- **Travail demandé**
(A) Indiquez si chacune des affirmations suivantes concorde avec l’extrait sur la grâce royale, en répondant par oui ou par non et en citant les mots décisifs du texte : (i) la grâce a été accordée une fois la condamnation devenue définitive ; (ii) le communiqué du ministère de la Justice invoque la volonté des fiancés de fonder une famille ; (iii) le médecin figure parmi les personnes graciées.
(B) Poursuivez l’extrait sur la grâce royale au-delà de sa dernière phrase.

- **Extrait du document**

○ ○ ○ ○ ○

L’essentiel est, en effet, dans la réaction royale. Celle-ci a donné lieu à plusieurs analyses contrastées, articulées autour des théories formées pour expliquer l’arrestation de Hajar Raissouni. Ce point de départ est le mauvais, parce qu’il ne vise pas le bon phénomène : la grâce elle-même, dont les ressorts et les enjeux sont indépendants des ressorts et des enjeux de l’affaire Raissouni. Redécrivons, maintenant, les faits depuis cette grâce.

Le 16 octobre 2019, le Roi du Maroc gracie, avant même que leur condamnation ne soit définitive, une femme accusée d’avortement et d’adultère, le fiancé de celle-ci poursuivi comme complice et le médecin qui aurait commis l’avortement. L’explication, très courte, donnée par le communiqué du ministère de la Justice est que le souverain aurait agi eut égard à la volonté des fiancés de fonder une famille et pour préserver leur avenir. Si l’on s’en tient à cette explication, la grâce du médecin n’est guère compréhensible, car les raisons du pardon accordé aux condamnés ne s’appliquent pas à lui : il ne va pas fonder une famille et il ne s’agit pas de préserver son avenir de ce point de vue. La grâce vise donc, plus largement qu’à rendre la paix à des personnes cruellement malmenées, à mettre un terme à une affaire délétère. Ce n’est pas tout et ce n’est sans doute pas l’essentiel, car, ce faisant, elle prend une position normative aussi implicite que claire.

○ ○ ○ ○ ○

(Entrées du jeu de données)
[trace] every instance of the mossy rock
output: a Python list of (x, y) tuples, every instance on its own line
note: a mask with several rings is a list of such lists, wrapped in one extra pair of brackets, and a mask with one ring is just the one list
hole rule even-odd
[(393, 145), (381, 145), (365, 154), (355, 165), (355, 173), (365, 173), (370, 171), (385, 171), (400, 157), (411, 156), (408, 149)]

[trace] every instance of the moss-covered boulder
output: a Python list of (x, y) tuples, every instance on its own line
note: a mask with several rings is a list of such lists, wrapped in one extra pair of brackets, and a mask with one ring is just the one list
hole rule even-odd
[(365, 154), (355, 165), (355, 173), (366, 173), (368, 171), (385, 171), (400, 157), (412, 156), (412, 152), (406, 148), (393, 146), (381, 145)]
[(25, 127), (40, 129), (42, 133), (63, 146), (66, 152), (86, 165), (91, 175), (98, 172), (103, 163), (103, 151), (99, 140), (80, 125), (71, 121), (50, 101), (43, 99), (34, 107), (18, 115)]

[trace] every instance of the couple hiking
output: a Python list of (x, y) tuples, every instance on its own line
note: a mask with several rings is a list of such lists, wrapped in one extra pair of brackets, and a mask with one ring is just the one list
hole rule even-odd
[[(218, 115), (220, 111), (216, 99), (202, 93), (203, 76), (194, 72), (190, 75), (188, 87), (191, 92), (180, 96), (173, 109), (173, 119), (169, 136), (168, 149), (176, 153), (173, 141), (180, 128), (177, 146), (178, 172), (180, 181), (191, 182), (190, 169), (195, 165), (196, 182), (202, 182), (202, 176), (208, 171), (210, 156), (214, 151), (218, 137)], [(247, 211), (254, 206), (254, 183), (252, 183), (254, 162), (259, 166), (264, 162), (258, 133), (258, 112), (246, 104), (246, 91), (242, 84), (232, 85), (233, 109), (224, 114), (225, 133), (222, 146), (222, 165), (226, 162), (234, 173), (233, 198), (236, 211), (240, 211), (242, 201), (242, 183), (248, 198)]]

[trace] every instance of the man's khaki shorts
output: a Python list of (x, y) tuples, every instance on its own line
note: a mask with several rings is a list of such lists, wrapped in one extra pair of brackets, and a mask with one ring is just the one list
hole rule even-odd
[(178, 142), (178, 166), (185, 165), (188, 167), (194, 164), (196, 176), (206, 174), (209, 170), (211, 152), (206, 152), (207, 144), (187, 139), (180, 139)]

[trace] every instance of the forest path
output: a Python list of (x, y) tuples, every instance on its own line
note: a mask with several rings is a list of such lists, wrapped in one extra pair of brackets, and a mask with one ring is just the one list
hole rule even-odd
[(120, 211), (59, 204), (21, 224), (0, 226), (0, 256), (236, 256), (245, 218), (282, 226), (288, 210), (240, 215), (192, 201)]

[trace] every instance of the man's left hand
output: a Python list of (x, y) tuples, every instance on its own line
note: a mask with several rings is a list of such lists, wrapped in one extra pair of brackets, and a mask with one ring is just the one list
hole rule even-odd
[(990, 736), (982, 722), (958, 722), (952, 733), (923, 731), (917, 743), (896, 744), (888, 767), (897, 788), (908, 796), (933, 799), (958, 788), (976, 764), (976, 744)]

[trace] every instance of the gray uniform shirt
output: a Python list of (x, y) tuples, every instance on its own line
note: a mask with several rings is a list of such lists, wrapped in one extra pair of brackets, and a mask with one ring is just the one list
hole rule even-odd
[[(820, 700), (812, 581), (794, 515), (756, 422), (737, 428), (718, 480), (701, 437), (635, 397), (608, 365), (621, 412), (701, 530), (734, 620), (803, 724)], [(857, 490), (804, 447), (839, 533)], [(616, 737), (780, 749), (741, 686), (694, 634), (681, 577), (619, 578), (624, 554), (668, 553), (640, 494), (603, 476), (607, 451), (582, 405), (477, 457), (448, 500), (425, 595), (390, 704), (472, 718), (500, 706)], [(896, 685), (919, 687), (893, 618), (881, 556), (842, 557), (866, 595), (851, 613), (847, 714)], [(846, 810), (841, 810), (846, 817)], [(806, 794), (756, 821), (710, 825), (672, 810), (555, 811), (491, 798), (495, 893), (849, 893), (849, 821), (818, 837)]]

○ ○ ○ ○ ○

- **Réponses**
(A)
(i) Non : « avant même que leur condamnation ne soit définitive ».
(ii) Oui : « eut égard à la volonté des fiancés de fonder une famille ».
(iii) Oui : « et le médecin qui aurait commis l’avortement ».

(B)
Le communiqué ne parle que de l’avenir des condamnés : ils sont graciés parce que l’application de la loi nuirait à leur avenir. Nulle autre considération ne vient renforcer les motifs de la grâce. C’est une estimation claire de la pertinence de la loi. Le texte (version française) du communiqué va plus loin lorsqu’il évoque les motifs de la condamnation comme « l’erreur qu’ils (les fiancés) auraient commise », autrement dit une erreur au conditionnel plutôt qu’un délit avéré. Il résulte de l’ensemble que la conduite des poursuites et l’application de la sanction relèvent au mieux d’un certain manque de circonspection et d’un emballement regrettable. Les services de police, le parquet et les magistrats de première instance sont implicitement blâmés. Nul ne les obligeait à poursuivre aussi vigoureusement, à rejeter les arguments de la défense et à prononcer des condamnations aussi fortes sans aucune considération pour les personnes et leur avenir. Bref, toute lecture posée de la grâce royale ne peut que conclure qu’elle est, au-delà du rétablissement de situations individuelles, une critique nette de la conduite de l’affaire par les gens de justice et de la pertinence de la loi eut égard à la réalité ordinaire de la vie.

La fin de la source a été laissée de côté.